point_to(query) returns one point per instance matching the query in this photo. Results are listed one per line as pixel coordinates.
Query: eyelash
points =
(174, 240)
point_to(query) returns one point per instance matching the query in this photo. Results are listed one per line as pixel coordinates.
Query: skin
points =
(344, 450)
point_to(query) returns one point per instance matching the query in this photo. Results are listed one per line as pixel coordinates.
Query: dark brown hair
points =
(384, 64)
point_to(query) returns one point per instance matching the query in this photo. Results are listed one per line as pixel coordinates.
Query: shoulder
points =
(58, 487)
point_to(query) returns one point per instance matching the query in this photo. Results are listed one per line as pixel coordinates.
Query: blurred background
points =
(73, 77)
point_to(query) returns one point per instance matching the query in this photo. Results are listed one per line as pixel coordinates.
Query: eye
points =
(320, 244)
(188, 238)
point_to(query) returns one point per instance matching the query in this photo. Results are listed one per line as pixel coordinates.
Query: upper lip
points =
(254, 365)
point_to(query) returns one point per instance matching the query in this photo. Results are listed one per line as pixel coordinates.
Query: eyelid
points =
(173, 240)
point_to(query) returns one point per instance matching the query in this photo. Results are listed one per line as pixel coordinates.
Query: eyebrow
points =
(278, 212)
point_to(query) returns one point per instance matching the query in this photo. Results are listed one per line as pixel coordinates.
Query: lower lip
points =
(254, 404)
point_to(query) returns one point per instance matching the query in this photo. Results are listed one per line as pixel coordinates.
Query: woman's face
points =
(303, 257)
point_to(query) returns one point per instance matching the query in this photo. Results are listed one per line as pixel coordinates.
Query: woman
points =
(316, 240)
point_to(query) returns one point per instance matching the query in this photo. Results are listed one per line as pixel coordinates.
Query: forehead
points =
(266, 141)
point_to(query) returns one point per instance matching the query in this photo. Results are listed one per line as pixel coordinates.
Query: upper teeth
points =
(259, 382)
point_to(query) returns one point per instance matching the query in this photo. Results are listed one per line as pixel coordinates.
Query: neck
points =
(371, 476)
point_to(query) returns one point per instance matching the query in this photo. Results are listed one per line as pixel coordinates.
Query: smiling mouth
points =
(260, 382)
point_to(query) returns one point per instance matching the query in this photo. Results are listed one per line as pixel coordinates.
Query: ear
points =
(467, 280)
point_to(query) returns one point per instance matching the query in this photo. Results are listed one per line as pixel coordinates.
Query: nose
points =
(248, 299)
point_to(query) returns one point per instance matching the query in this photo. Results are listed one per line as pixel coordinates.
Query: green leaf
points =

--------------------

▶ [Exercise directions]:
All records above need to be set down again exactly as written.

▶ [Answer box]:
point_to(query) returns one point per instance matching the query in this photo. Results are listed one per line as pixel coordinates.
Query: eyelash
points =
(174, 240)
point_to(query) returns one point per instance matching the query in this photo. Results are listed one per line as pixel coordinates.
Query: skin
points =
(344, 450)
point_to(query) returns one point per instance matching the query in this photo. Results are listed one per line as pixel coordinates.
Query: dark brown hair
points =
(384, 64)
point_to(query) returns one point per instance matching the query in this photo. Results are listed one per line as pixel coordinates.
Query: shoulder
points =
(58, 487)
point_to(query) returns one point per instance matching the query in this photo. Results are listed one per line as pixel coordinates.
Query: blurred background
points =
(73, 77)
point_to(query) returns one point per instance matching the query in this photo. Results are listed one per line as pixel coordinates.
Query: eye
points =
(320, 244)
(188, 238)
point_to(query) returns one point per instance matching the query in this photo. Results are listed one per line as pixel coordinates.
Query: upper lip
points =
(254, 365)
point_to(query) returns one point per instance matching the query in this photo. Results are listed one per line as pixel coordinates.
Query: eyelid
points =
(173, 240)
point_to(query) returns one point per instance matching the query in this photo. Results are listed one per line as pixel coordinates.
Query: eyebrow
points =
(278, 212)
point_to(query) returns one point per instance matching the query in this photo. Results are listed one per line as pixel coordinates.
Query: lower lip
points =
(254, 404)
point_to(query) returns one point per instance matching the query in this photo. Results are listed one per line as pixel coordinates.
Query: woman's face
points =
(303, 257)
point_to(query) returns one point per instance matching the query in this photo. Results are listed one per line as pixel coordinates.
Query: woman
points =
(316, 240)
point_to(query) returns one point per instance matching the query in this photo. Results are listed one per line as pixel coordinates.
Query: forehead
points =
(266, 141)
point_to(query) returns one point per instance matching the query in this photo. Results are listed one per line as pixel coordinates.
Query: upper teeth
points =
(259, 382)
point_to(query) returns one point per instance matching the query in this photo. Results are listed one per line as pixel coordinates.
Query: neck
points =
(371, 476)
point_to(query) returns one point per instance matching the query in this photo. Results are listed one per line as pixel coordinates.
Query: smiling mouth
points =
(260, 382)
point_to(query) returns one point per instance matching the query in this photo. Results are listed one per line as pixel coordinates.
Query: ear
points =
(467, 280)
point_to(query) returns one point per instance matching the query in this photo. Results are listed one per line as pixel coordinates.
Query: nose
points =
(248, 299)
point_to(query) returns one point per instance matching the query in this photo. Results are listed one per line as pixel coordinates.
Query: green leaf
points =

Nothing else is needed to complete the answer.